*Work to complete*
Reproduce every line of the items below, from the line containing "Identify every instance of the camouflage trousers" through the end of the items, both ends included, and add 121 to each coordinate in the answers. Leave the other lines, including the sample points in the request lines, unchanged.

-- start of Task material --

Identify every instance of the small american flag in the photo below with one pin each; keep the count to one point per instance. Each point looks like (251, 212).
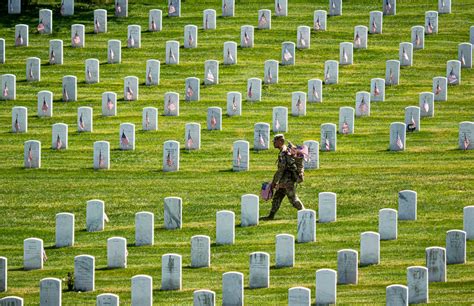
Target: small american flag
(59, 143)
(287, 55)
(399, 142)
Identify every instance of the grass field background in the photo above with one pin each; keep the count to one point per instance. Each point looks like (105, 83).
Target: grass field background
(365, 176)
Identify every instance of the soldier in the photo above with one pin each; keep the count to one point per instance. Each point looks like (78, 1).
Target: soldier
(284, 180)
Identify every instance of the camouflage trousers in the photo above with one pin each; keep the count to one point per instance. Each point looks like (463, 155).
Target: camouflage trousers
(280, 194)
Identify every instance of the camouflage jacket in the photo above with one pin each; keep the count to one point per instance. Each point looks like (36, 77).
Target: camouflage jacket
(286, 173)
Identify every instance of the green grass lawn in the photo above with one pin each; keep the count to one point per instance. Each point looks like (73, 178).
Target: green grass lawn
(365, 176)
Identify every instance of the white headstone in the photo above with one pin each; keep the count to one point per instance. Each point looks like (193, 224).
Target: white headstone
(270, 72)
(192, 89)
(100, 21)
(21, 35)
(78, 35)
(453, 72)
(172, 52)
(84, 273)
(114, 51)
(298, 103)
(64, 230)
(84, 119)
(211, 72)
(142, 290)
(200, 251)
(327, 207)
(130, 88)
(284, 251)
(377, 90)
(95, 216)
(3, 274)
(144, 228)
(468, 222)
(369, 248)
(234, 103)
(50, 292)
(19, 119)
(360, 37)
(288, 53)
(45, 103)
(127, 136)
(204, 298)
(32, 154)
(107, 299)
(101, 155)
(173, 208)
(303, 37)
(170, 156)
(376, 22)
(33, 254)
(209, 19)
(67, 7)
(392, 72)
(312, 161)
(335, 7)
(396, 295)
(331, 72)
(150, 119)
(440, 88)
(319, 20)
(407, 205)
(417, 283)
(59, 136)
(464, 55)
(259, 274)
(455, 247)
(388, 224)
(225, 227)
(306, 226)
(228, 7)
(109, 104)
(362, 104)
(14, 7)
(426, 104)
(69, 88)
(328, 137)
(121, 8)
(436, 264)
(152, 72)
(174, 8)
(214, 119)
(418, 37)
(326, 287)
(280, 119)
(315, 90)
(249, 209)
(171, 272)
(117, 252)
(155, 20)
(431, 22)
(347, 267)
(254, 89)
(192, 136)
(389, 7)
(230, 52)
(92, 71)
(8, 83)
(246, 36)
(346, 120)
(264, 19)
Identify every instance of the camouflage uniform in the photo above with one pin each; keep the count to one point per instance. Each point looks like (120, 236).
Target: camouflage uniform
(285, 182)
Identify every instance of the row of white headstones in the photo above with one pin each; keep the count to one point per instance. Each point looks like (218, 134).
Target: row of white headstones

-- end of Task material --

*The result*
Identify every instance of the camouflage trousers in the photo above with one pin each; keep the count to one point per instance. Each point looks like (463, 155).
Target: camouflage trousers
(401, 315)
Identify every instance of the camouflage jacket in the photo above with one pin each; keep the count to one point per instance. Each point looks like (36, 77).
Target: camouflage jacket
(407, 294)
Identify every instance of the green grass lawn in the photo above with one pin each; keep the count to one point per instance. Each point looks like (73, 178).
Target: green grass lawn
(486, 297)
Identify every instance of the white headstone in the photo above with one pin each; keep the count to one point per instance. Each point looks like (193, 224).
Target: white headstone
(391, 193)
(313, 210)
(221, 142)
(142, 156)
(199, 156)
(574, 193)
(293, 173)
(205, 394)
(235, 172)
(419, 224)
(185, 351)
(205, 240)
(332, 193)
(263, 411)
(321, 372)
(448, 328)
(251, 209)
(405, 372)
(498, 211)
(216, 337)
(124, 395)
(265, 349)
(589, 343)
(490, 369)
(355, 224)
(171, 413)
(140, 240)
(481, 158)
(409, 174)
(166, 224)
(248, 257)
(325, 419)
(153, 275)
(228, 420)
(222, 276)
(294, 329)
(424, 158)
(291, 277)
(497, 143)
(154, 375)
(330, 140)
(188, 128)
(513, 193)
(433, 282)
(456, 128)
(517, 416)
(452, 193)
(271, 240)
(561, 209)
(440, 141)
(528, 326)
(538, 404)
(180, 257)
(585, 176)
(380, 395)
(576, 368)
(509, 345)
(346, 348)
(427, 347)
(349, 128)
(230, 225)
(483, 225)
(135, 128)
(547, 225)
(190, 209)
(449, 258)
(242, 129)
(557, 385)
(273, 193)
(295, 129)
(335, 240)
(539, 158)
(447, 408)
(401, 240)
(436, 211)
(370, 330)
(292, 393)
(238, 373)
(276, 141)
(552, 143)
(468, 388)
(375, 210)
(313, 257)
(510, 128)
(351, 173)
(213, 192)
(129, 204)
(367, 157)
(467, 241)
(385, 140)
Identify every instance of the camouflage uniform in the photo above with one pin each; keep the count to one point per instance. Each point looks like (120, 236).
Target: camouflage uniform
(406, 303)
Identify every instance of the row of white headstones in the photo above with one pin each; keep the count to one point per instance. Each point looks like (218, 134).
Target: row of white headstones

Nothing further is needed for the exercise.